Retype, word for word, every line of the records below starting at the one that contains "box: [1380, 709, 1546, 885]" and ending at the one that contains "937L1924 955L1937 963L1992"; include both of those lines and nothing more.

• MATERIALS PROVIDED:
= = = =
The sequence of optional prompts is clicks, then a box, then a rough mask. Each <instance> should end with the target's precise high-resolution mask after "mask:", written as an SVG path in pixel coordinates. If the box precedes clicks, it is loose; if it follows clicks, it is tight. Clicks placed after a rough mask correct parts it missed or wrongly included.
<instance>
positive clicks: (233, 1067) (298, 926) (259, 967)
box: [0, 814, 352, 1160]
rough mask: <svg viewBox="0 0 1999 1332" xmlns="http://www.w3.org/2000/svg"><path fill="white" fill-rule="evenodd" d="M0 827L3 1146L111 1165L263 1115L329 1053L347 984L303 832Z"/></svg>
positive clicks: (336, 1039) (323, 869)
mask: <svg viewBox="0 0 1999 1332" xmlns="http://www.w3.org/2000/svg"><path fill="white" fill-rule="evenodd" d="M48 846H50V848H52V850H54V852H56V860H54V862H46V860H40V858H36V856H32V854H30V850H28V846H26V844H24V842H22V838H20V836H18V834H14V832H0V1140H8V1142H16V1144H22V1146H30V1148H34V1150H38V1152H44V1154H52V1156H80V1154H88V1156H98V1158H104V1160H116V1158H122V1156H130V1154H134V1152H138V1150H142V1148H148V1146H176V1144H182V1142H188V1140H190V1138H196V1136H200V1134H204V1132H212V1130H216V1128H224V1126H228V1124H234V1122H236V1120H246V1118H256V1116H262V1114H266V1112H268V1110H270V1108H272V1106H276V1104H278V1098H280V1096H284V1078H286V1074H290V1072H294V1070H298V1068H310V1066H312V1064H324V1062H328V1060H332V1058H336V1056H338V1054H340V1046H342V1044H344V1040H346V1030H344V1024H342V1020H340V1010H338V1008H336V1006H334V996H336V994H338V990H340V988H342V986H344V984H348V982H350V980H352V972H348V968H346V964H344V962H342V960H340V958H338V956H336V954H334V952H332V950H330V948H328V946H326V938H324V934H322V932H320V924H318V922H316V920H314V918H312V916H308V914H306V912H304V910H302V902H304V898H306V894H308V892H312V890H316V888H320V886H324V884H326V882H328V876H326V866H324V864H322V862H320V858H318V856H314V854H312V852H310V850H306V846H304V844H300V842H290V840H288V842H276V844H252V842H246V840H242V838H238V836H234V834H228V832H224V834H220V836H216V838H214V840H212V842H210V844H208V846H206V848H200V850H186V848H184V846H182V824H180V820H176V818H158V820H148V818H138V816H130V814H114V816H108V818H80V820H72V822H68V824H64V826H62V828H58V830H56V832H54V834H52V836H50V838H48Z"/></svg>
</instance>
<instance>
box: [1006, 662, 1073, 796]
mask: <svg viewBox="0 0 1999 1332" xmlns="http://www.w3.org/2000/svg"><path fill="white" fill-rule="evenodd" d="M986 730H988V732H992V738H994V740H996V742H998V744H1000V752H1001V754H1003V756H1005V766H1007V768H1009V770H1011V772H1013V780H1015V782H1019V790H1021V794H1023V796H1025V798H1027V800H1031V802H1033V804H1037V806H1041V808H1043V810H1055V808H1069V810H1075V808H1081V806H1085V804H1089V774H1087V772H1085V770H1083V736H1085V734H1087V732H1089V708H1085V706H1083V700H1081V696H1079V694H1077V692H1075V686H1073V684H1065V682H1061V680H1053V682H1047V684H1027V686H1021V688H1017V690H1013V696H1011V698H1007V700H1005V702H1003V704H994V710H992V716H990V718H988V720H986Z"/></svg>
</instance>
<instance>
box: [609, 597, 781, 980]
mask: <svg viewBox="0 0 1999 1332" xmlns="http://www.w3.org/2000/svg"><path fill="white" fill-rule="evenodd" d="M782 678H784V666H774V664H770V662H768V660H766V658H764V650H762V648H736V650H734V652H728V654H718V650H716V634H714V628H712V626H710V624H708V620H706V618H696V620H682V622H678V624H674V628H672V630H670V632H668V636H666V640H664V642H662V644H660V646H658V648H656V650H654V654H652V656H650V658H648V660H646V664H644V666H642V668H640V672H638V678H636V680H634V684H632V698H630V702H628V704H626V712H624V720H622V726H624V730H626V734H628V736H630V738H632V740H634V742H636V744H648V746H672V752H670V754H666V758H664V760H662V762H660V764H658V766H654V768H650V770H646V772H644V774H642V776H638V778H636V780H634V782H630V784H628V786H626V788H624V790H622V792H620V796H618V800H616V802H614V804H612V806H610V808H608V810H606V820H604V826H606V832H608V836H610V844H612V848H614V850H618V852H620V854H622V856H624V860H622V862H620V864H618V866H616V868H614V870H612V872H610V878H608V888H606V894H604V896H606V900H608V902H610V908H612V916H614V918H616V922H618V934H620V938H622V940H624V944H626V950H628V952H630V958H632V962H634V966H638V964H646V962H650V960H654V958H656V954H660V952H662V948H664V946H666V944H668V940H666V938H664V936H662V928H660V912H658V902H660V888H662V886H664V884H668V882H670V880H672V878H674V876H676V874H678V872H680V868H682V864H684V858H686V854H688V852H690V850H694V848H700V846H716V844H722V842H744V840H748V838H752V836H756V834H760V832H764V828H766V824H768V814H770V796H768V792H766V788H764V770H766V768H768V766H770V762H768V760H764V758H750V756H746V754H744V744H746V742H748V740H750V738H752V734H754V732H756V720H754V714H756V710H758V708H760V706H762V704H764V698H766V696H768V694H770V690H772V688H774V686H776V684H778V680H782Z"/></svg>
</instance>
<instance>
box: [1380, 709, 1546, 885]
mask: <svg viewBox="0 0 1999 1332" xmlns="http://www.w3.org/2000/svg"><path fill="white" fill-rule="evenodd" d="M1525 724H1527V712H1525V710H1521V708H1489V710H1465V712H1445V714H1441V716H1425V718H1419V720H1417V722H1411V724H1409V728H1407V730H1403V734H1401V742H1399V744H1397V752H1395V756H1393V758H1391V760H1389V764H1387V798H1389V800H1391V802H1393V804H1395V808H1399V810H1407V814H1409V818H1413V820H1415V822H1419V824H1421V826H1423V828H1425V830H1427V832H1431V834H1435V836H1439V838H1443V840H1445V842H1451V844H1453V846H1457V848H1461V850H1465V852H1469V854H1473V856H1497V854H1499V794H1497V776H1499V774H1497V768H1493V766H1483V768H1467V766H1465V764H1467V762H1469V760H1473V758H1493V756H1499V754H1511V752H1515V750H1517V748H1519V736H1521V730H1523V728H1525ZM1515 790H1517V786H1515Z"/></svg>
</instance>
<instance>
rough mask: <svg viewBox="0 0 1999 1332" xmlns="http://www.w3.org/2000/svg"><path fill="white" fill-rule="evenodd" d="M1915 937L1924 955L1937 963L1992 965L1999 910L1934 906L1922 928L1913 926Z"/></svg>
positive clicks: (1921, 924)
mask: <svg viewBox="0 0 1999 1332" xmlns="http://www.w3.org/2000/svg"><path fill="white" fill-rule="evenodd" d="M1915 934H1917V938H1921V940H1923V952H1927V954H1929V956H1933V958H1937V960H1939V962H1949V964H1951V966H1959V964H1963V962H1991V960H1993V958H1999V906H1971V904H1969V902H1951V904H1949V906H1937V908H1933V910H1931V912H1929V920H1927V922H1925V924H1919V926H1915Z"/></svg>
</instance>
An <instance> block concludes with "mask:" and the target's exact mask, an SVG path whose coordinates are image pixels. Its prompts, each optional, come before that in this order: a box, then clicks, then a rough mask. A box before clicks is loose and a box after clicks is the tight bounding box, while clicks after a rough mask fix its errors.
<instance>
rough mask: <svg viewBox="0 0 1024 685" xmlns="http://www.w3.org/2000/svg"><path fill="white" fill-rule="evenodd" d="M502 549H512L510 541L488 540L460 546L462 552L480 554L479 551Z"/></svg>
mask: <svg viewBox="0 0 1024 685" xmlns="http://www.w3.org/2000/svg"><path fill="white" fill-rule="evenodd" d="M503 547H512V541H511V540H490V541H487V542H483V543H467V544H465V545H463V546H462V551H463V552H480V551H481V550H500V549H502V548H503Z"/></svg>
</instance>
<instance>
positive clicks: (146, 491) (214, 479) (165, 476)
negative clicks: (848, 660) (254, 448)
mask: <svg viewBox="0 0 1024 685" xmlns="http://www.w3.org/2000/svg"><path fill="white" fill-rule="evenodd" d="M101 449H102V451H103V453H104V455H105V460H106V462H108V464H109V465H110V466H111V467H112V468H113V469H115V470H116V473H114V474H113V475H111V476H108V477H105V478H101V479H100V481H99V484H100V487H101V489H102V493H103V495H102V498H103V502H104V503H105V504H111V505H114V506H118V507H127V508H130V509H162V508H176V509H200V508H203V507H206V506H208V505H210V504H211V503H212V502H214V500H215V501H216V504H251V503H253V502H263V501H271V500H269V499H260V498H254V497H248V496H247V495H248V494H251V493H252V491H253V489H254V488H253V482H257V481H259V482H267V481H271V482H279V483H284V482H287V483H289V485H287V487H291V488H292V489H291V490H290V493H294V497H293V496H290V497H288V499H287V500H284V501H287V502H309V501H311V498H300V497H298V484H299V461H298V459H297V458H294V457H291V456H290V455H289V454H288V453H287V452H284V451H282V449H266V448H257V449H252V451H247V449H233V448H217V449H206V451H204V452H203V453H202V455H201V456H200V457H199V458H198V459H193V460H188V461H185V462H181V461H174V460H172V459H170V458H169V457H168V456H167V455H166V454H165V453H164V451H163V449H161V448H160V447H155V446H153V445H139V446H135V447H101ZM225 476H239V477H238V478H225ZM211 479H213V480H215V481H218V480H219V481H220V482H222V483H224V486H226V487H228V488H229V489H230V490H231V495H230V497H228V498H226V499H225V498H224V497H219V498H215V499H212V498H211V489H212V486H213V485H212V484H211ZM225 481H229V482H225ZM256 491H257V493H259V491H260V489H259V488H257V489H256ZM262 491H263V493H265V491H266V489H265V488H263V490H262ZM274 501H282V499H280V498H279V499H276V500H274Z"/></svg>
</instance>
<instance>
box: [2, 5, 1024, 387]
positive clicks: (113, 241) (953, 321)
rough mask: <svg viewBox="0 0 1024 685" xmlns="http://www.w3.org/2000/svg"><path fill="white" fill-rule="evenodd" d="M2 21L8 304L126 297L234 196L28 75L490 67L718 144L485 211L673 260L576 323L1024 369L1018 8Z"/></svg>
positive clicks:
= = = =
• SOLUTION FOR THIS TASK:
box: [1380, 709, 1546, 885]
mask: <svg viewBox="0 0 1999 1332" xmlns="http://www.w3.org/2000/svg"><path fill="white" fill-rule="evenodd" d="M1525 724H1527V712H1525V710H1521V708H1489V710H1465V712H1445V714H1441V716H1425V718H1419V720H1417V722H1411V724H1409V728H1407V730H1403V734H1401V742H1399V744H1397V752H1395V756H1393V758H1391V760H1389V764H1387V798H1389V800H1391V802H1393V804H1395V808H1399V810H1407V814H1409V818H1413V820H1415V822H1419V824H1421V826H1423V828H1425V830H1427V832H1431V834H1435V836H1439V838H1443V840H1445V842H1451V844H1453V846H1457V848H1461V850H1465V852H1469V854H1473V856H1497V854H1499V794H1497V776H1499V774H1497V768H1493V766H1483V768H1467V766H1465V764H1467V762H1469V760H1473V758H1493V756H1499V754H1511V752H1515V750H1517V748H1519V736H1521V730H1523V728H1525ZM1515 790H1517V786H1515Z"/></svg>
</instance>
<instance>
rough mask: <svg viewBox="0 0 1999 1332" xmlns="http://www.w3.org/2000/svg"><path fill="white" fill-rule="evenodd" d="M1915 937L1924 955L1937 963L1992 965L1999 910L1934 906L1922 928L1913 926Z"/></svg>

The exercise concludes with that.